* _WORK ORDER 1_
Revise the Richard Russell obituary, starting with "He died Nov." and going on through "half a century.", and replace "newsletter" with "bulletin".
* _WORK ORDER 2_
Please answer these questions from the Richard Russell obituary:
(a) Where did Russell die?
(b) On what date was his last column published?
(c) How many newspapers did he say he read each day?

Richard Russell, Publisher of Dow Theory Letters, Dies at 91
Richard Russell, who shared his technical analysis with subscribers through the influential Dow Theory Letters since 1958, has died. He was 91.
He died Nov. 21 at his home in La Jolla, California, his family said in a message to subscribers on the publication’s website. He had entered a hospital a week earlier and was diagnosed with blood clots in his leg and lungs “and other untreatable ailments,” his family said. He returned home under hospice care.
An adherent of the investing principles of Charles Dow, founder of the Wall Street Journal, Russell published his newsletter continuously from 1958, never missing an issue in more than half a century.
In his last column, published Nov. 16, Russell wrote: “I read 10 newspapers a day, but the news is getting increasingly difficult to digest down to something understandable, and the vast array of news sources becomes more and more complex. I can only imagine what the newspapers will look like in 10 years.”

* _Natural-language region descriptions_
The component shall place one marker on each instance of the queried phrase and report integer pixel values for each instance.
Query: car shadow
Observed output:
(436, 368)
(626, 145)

* _ANSWER SECTION 1_
He died Nov. 21 at his home in La Jolla, California, his family said in a message to subscribers on the publication’s website. He had entered a hospital a week earlier and was diagnosed with blood clots in his leg and lungs “and other untreatable ailments,” his family said. He returned home under hospice care.
An adherent of the investing principles of Charles Dow, founder of the Wall Street Journal, Russell published his bulletin continuously from 1958, never missing an issue in more than half a century.

* _ANSWER SECTION 2_
(a) At his home in La Jolla, California
(b) Nov. 16
(c) 10